━━ READING TEXT
Nellie Sengupta (née Edith Ellen Gray; 12 January 1884 – 23 October 1973) was an Englishwoman who fought for Indian Independence. She was the first woman Alderman for Calcutta and was elected president of the Indian National Congress at its 48th annual session at Calcutta in 1933.

Family
Edith was the daughter of Frederick and Edith Henrietta Gray. She was born and brought up in Cambridge, where her father worked at a club. As a young girl, she fell in love with Jatindra Mohan Sengupta, a young Bengali student at Downing College who lodged at her parental home. Despite parental opposition, she married Jatindra Mohan and returned to Calcutta with him. Nellie, as she became known, and Jatin had two sons Sishir and Anil.

Non-Cooperation Movement

On returning to India, Nellie's husband Jatindra Mohan started a very successful career as a lawyer in Calcutta. In 1921 Jatindra Mohan joined the Indian freedom struggle and was Mahatma Gandhi's right-hand man in Bengal apart from being the Mayor of Calcutta for three terms and the head of the Legislative Assembly. Nellie joined her husband in participating in the Non-Cooperation Movement of 1921. After his imprisonment during the Assam-Bengal Railwaymen's strike, she forcefully protested against the District authorities imposition of a ban on assembly, addressed mass meetings and courted arrest. She defied the law by selling Khadi (hand-spun cloth) door to door. In 1931 she suffered four months' imprisonment at Delhi for addressing an unlawful assembly. Jatin was imprisoned in Ranchi and died in 1933.

Congress president
During the turmoil of the Salt Satyagraha many senior Congress leaders were imprisoned. Pandit Madan Mohan Malviya the President elect of the Congress was arrested before the Calcutta Session of 1933. Nellie Sengupta was elected in his place, thus becoming the third woman, and the second European-born woman to be elected. She was elected president by the party for her contribution to the party and the country.

She was also elected as an Alderman to the Calcutta Corporation in 1933 and 1936. She was also elected on a Congress ticket to the Bengal Legislative Assembly in 1940 and 1946. During the Second World War she drew attention to the misbehaviour of foreign troops.
━━━━
━━ SUPPLIED MATERIAL
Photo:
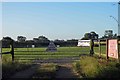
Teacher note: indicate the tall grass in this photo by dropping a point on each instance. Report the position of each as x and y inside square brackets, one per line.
[91, 67]
[46, 71]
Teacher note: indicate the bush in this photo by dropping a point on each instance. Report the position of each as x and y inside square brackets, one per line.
[91, 67]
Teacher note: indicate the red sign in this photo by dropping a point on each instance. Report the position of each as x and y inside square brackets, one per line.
[113, 48]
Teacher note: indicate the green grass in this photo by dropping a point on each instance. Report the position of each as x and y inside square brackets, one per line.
[40, 53]
[46, 71]
[92, 67]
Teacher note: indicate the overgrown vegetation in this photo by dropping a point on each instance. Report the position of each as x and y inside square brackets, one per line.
[47, 70]
[91, 67]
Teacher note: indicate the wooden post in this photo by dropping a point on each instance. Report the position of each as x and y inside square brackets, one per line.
[107, 49]
[99, 49]
[91, 47]
[118, 60]
[12, 50]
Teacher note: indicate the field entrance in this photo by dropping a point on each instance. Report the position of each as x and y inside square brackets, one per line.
[39, 55]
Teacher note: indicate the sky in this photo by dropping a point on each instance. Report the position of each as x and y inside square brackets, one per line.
[57, 20]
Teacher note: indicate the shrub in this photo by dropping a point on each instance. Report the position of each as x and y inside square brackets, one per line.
[91, 67]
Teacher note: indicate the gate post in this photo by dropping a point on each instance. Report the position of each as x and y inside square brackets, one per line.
[91, 47]
[12, 50]
[99, 48]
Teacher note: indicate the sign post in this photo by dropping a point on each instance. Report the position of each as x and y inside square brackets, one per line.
[112, 49]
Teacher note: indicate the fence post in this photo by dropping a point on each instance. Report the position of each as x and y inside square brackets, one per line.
[91, 47]
[107, 49]
[99, 49]
[12, 50]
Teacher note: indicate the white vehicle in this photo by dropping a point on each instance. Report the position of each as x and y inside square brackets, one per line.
[83, 43]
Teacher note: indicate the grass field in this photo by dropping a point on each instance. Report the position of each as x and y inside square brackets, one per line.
[40, 53]
[27, 55]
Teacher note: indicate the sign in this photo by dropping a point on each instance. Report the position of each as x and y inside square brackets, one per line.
[113, 48]
[33, 46]
[83, 43]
━━━━
TASKS:
a) According to the biography of Nellie Sengupta, how did she come to be elected Congress president at the 1933 Calcutta session? Answer in one to three sentences.
b) According to the biography of Nellie Sengupta, how long was she imprisoned at Delhi in 1931?
c) Continue the biography of Nellie Sengupta from its last sentence.

RESPONSES PER TASK:
a) Pandit Madan Mohan Malviya, the president elect, was arrested before the Calcutta Session of 1933 during the Salt Satyagraha, so Nellie Sengupta was elected in his place. The party chose her for her contribution to the party and the country.

b) Four months.

c)
Post-independence
After independence, she chose to live in East Pakistan, in her husband's hometown of Chittagong on the specific request of the then Indian Prime Minister Jawaharlal Nehru who asked her to look after the interests of the Hindu minority in East Pakistan. She was elected unopposed to the East Pakistan Legislative Assembly in 1954. She was a member of the Minority Board and remained an active social activist. When Bangladesh came into being in 1971 she continued to live on in Chittagong and was well cared for by the Bangladesh Prime Minister Sheikh Mujibur Rahman. In 1972 she broke her hip and through the intervention of Indira Gandhi she was brought to Calcutta where she was operated on and all medical expenses were paid for by the Indian government. She was accorded a tremendous welcome in Calcutta and honoured by both the government and the people for her contribution to both the Indian Freedom struggle along with her husband Deshapriya Jatindra Mohan Sengupta and her work for the minorities in Bangladesh. She died in Calcutta in 1973.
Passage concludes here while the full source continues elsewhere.